**Stated task:**
Rewrite the records from the line with "Mark every instance of blue sky." through the end, changing "newline" to "line break" and leaving everything else as it is. Leave the pictures out of your answer.

==============================

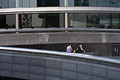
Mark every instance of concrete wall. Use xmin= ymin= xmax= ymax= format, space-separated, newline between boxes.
xmin=0 ymin=47 xmax=120 ymax=80
xmin=0 ymin=32 xmax=120 ymax=46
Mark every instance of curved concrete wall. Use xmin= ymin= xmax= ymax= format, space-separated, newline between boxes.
xmin=0 ymin=47 xmax=120 ymax=80
xmin=0 ymin=32 xmax=120 ymax=45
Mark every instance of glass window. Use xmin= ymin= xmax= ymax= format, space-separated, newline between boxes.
xmin=87 ymin=14 xmax=100 ymax=28
xmin=30 ymin=0 xmax=37 ymax=7
xmin=9 ymin=0 xmax=15 ymax=8
xmin=6 ymin=15 xmax=16 ymax=29
xmin=103 ymin=0 xmax=109 ymax=7
xmin=0 ymin=15 xmax=15 ymax=29
xmin=96 ymin=0 xmax=103 ymax=6
xmin=59 ymin=0 xmax=65 ymax=6
xmin=20 ymin=13 xmax=64 ymax=28
xmin=74 ymin=14 xmax=86 ymax=28
xmin=16 ymin=0 xmax=23 ymax=7
xmin=37 ymin=0 xmax=45 ymax=7
xmin=68 ymin=14 xmax=74 ymax=28
xmin=74 ymin=0 xmax=82 ymax=6
xmin=111 ymin=13 xmax=120 ymax=29
xmin=51 ymin=0 xmax=59 ymax=6
xmin=32 ymin=14 xmax=45 ymax=28
xmin=109 ymin=0 xmax=116 ymax=7
xmin=23 ymin=0 xmax=30 ymax=7
xmin=82 ymin=0 xmax=89 ymax=6
xmin=89 ymin=0 xmax=96 ymax=6
xmin=100 ymin=14 xmax=112 ymax=28
xmin=116 ymin=0 xmax=120 ymax=7
xmin=68 ymin=13 xmax=86 ymax=28
xmin=0 ymin=0 xmax=2 ymax=8
xmin=116 ymin=0 xmax=120 ymax=7
xmin=2 ymin=0 xmax=8 ymax=8
xmin=68 ymin=0 xmax=74 ymax=6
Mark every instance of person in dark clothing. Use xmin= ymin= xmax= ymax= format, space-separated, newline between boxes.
xmin=75 ymin=45 xmax=85 ymax=53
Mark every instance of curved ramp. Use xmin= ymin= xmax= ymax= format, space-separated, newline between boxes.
xmin=0 ymin=47 xmax=120 ymax=80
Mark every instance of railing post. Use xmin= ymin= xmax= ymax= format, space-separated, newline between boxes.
xmin=65 ymin=13 xmax=68 ymax=28
xmin=16 ymin=13 xmax=19 ymax=29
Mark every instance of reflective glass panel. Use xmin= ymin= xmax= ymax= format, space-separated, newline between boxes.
xmin=9 ymin=0 xmax=15 ymax=8
xmin=23 ymin=0 xmax=30 ymax=7
xmin=68 ymin=13 xmax=74 ymax=28
xmin=82 ymin=0 xmax=89 ymax=6
xmin=2 ymin=0 xmax=8 ymax=8
xmin=96 ymin=0 xmax=103 ymax=6
xmin=116 ymin=0 xmax=120 ymax=7
xmin=20 ymin=13 xmax=64 ymax=28
xmin=68 ymin=0 xmax=74 ymax=6
xmin=0 ymin=15 xmax=15 ymax=29
xmin=109 ymin=0 xmax=116 ymax=7
xmin=0 ymin=0 xmax=2 ymax=8
xmin=68 ymin=13 xmax=86 ymax=28
xmin=74 ymin=0 xmax=82 ymax=6
xmin=103 ymin=0 xmax=109 ymax=7
xmin=87 ymin=14 xmax=100 ymax=28
xmin=6 ymin=15 xmax=16 ymax=29
xmin=74 ymin=14 xmax=86 ymax=28
xmin=111 ymin=13 xmax=120 ymax=29
xmin=59 ymin=0 xmax=65 ymax=6
xmin=30 ymin=0 xmax=37 ymax=7
xmin=89 ymin=0 xmax=96 ymax=6
xmin=99 ymin=14 xmax=112 ymax=28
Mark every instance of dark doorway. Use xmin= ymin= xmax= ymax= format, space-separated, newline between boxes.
xmin=112 ymin=44 xmax=120 ymax=56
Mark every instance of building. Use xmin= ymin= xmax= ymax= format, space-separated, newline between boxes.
xmin=0 ymin=0 xmax=120 ymax=29
xmin=0 ymin=0 xmax=120 ymax=55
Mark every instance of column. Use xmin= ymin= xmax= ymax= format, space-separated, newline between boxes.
xmin=65 ymin=13 xmax=68 ymax=28
xmin=16 ymin=13 xmax=19 ymax=29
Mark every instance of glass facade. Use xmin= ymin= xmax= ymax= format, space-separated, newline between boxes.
xmin=20 ymin=13 xmax=65 ymax=28
xmin=0 ymin=14 xmax=16 ymax=29
xmin=0 ymin=13 xmax=120 ymax=29
xmin=0 ymin=0 xmax=120 ymax=8
xmin=68 ymin=13 xmax=120 ymax=29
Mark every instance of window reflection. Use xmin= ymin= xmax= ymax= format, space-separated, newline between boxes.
xmin=2 ymin=0 xmax=8 ymax=8
xmin=9 ymin=0 xmax=15 ymax=8
xmin=16 ymin=0 xmax=23 ymax=7
xmin=0 ymin=0 xmax=120 ymax=8
xmin=0 ymin=15 xmax=15 ymax=29
xmin=68 ymin=13 xmax=120 ymax=29
xmin=23 ymin=0 xmax=30 ymax=7
xmin=30 ymin=0 xmax=37 ymax=7
xmin=20 ymin=13 xmax=64 ymax=28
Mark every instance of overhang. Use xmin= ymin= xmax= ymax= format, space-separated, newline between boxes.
xmin=0 ymin=7 xmax=120 ymax=14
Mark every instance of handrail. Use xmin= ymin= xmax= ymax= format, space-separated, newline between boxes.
xmin=0 ymin=28 xmax=120 ymax=33
xmin=0 ymin=47 xmax=120 ymax=64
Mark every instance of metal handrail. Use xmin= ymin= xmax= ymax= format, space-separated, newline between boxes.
xmin=0 ymin=28 xmax=120 ymax=33
xmin=0 ymin=47 xmax=120 ymax=64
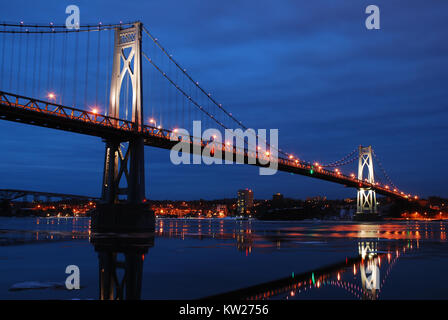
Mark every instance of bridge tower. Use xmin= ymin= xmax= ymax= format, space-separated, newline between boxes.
xmin=355 ymin=146 xmax=378 ymax=220
xmin=102 ymin=22 xmax=145 ymax=204
xmin=92 ymin=22 xmax=155 ymax=232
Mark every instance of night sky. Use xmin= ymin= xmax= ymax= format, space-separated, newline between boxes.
xmin=0 ymin=0 xmax=448 ymax=200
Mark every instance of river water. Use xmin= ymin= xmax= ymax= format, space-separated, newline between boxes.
xmin=0 ymin=218 xmax=448 ymax=299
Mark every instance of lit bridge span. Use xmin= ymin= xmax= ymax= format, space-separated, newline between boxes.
xmin=0 ymin=22 xmax=417 ymax=219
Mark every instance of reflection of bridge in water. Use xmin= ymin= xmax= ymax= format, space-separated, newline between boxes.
xmin=207 ymin=241 xmax=418 ymax=300
xmin=0 ymin=218 xmax=446 ymax=299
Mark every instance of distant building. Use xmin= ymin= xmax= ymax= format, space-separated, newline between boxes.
xmin=272 ymin=192 xmax=284 ymax=208
xmin=216 ymin=204 xmax=227 ymax=216
xmin=237 ymin=189 xmax=254 ymax=215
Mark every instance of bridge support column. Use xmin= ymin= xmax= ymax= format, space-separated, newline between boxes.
xmin=92 ymin=22 xmax=154 ymax=232
xmin=355 ymin=146 xmax=379 ymax=220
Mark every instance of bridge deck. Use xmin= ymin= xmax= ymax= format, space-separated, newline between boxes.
xmin=0 ymin=91 xmax=411 ymax=200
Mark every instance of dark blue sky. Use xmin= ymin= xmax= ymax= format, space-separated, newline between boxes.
xmin=0 ymin=0 xmax=448 ymax=199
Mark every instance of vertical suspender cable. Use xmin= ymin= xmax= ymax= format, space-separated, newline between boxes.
xmin=36 ymin=33 xmax=44 ymax=97
xmin=8 ymin=33 xmax=16 ymax=92
xmin=0 ymin=26 xmax=6 ymax=89
xmin=45 ymin=29 xmax=53 ymax=91
xmin=73 ymin=31 xmax=79 ymax=107
xmin=23 ymin=29 xmax=30 ymax=95
xmin=95 ymin=25 xmax=101 ymax=106
xmin=59 ymin=32 xmax=68 ymax=104
xmin=31 ymin=28 xmax=37 ymax=97
xmin=84 ymin=27 xmax=90 ymax=108
xmin=16 ymin=26 xmax=22 ymax=94
xmin=104 ymin=29 xmax=111 ymax=115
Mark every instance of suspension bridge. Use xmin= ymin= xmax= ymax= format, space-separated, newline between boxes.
xmin=0 ymin=22 xmax=418 ymax=220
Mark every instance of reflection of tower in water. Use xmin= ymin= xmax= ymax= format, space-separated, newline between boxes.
xmin=91 ymin=234 xmax=154 ymax=300
xmin=358 ymin=241 xmax=381 ymax=300
xmin=90 ymin=212 xmax=155 ymax=300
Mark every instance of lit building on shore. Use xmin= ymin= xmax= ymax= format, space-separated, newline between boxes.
xmin=237 ymin=188 xmax=254 ymax=215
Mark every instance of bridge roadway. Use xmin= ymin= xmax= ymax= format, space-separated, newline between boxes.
xmin=0 ymin=91 xmax=412 ymax=200
xmin=0 ymin=189 xmax=98 ymax=201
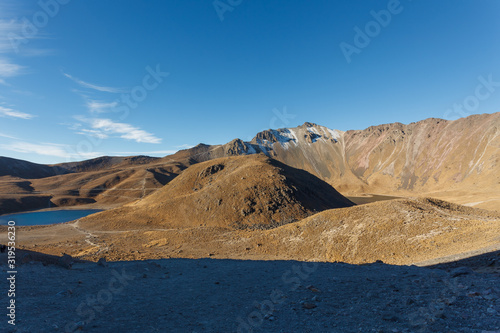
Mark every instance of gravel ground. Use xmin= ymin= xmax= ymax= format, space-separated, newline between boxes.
xmin=0 ymin=259 xmax=500 ymax=333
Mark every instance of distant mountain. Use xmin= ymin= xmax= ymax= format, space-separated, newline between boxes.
xmin=165 ymin=113 xmax=500 ymax=209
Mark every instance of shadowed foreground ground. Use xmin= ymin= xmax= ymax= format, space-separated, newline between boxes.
xmin=0 ymin=253 xmax=500 ymax=333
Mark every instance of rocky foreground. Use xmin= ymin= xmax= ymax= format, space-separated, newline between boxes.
xmin=0 ymin=252 xmax=500 ymax=333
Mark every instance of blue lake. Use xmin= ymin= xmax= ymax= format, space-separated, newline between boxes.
xmin=0 ymin=209 xmax=102 ymax=226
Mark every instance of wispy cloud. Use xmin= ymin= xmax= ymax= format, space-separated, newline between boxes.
xmin=0 ymin=141 xmax=103 ymax=160
xmin=76 ymin=128 xmax=109 ymax=139
xmin=0 ymin=58 xmax=24 ymax=77
xmin=113 ymin=150 xmax=177 ymax=156
xmin=62 ymin=72 xmax=125 ymax=93
xmin=0 ymin=106 xmax=36 ymax=119
xmin=87 ymin=100 xmax=118 ymax=113
xmin=75 ymin=117 xmax=161 ymax=143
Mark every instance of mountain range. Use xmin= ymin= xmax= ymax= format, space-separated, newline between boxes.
xmin=0 ymin=113 xmax=500 ymax=214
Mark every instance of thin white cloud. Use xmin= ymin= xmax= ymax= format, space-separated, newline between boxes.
xmin=0 ymin=132 xmax=18 ymax=140
xmin=175 ymin=143 xmax=194 ymax=149
xmin=76 ymin=129 xmax=109 ymax=139
xmin=87 ymin=100 xmax=118 ymax=113
xmin=0 ymin=141 xmax=103 ymax=160
xmin=75 ymin=117 xmax=161 ymax=143
xmin=0 ymin=58 xmax=24 ymax=78
xmin=63 ymin=72 xmax=125 ymax=93
xmin=0 ymin=106 xmax=36 ymax=119
xmin=113 ymin=150 xmax=177 ymax=156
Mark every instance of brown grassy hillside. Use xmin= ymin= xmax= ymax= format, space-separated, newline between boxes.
xmin=81 ymin=155 xmax=353 ymax=230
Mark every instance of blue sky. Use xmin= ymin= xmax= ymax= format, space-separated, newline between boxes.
xmin=0 ymin=0 xmax=500 ymax=163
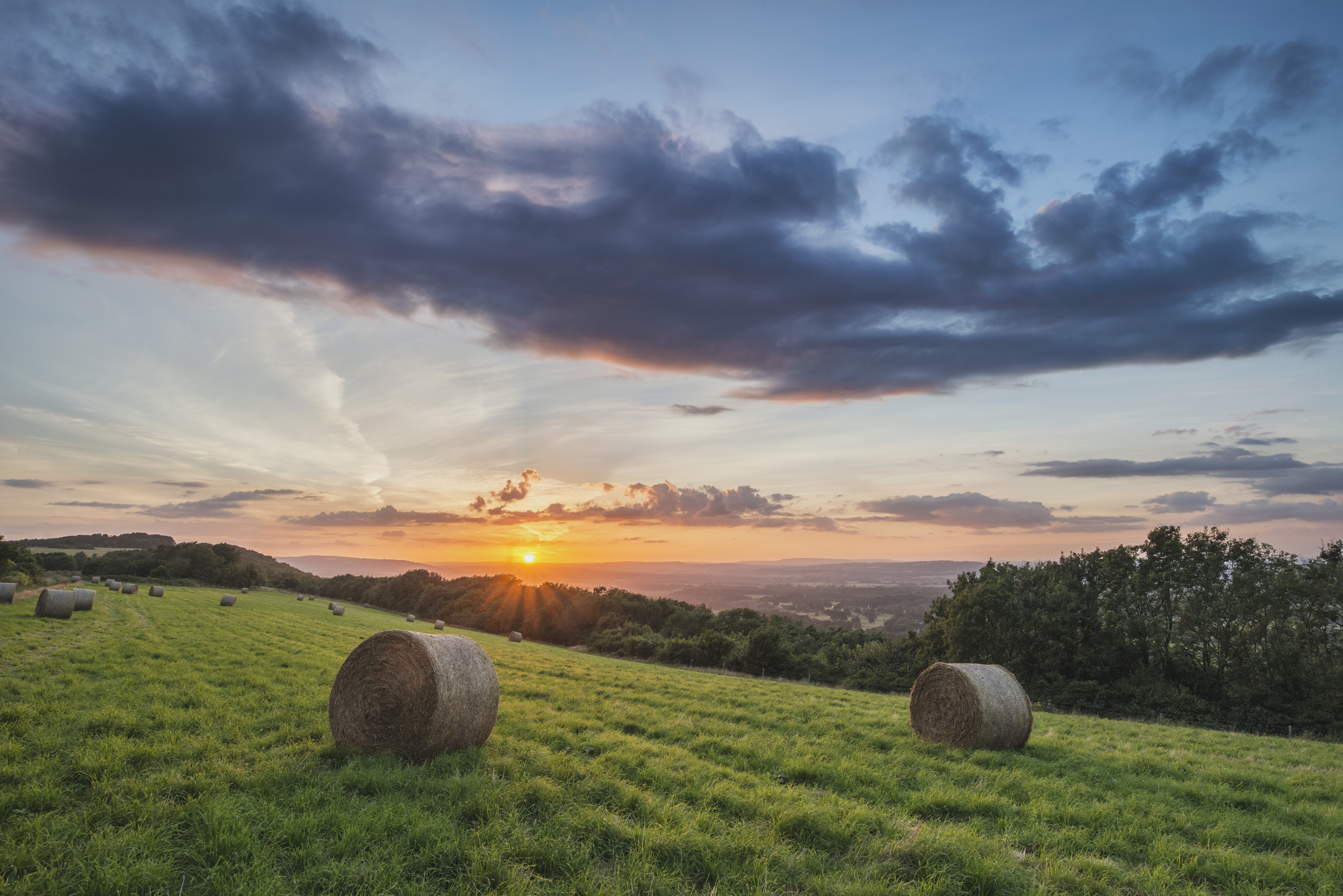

==============================

**Output of the exercise:**
Mark every instance of blue sky. Use xmin= ymin= xmax= ymax= format, space-separated, line break between boxes.
xmin=0 ymin=0 xmax=500 ymax=163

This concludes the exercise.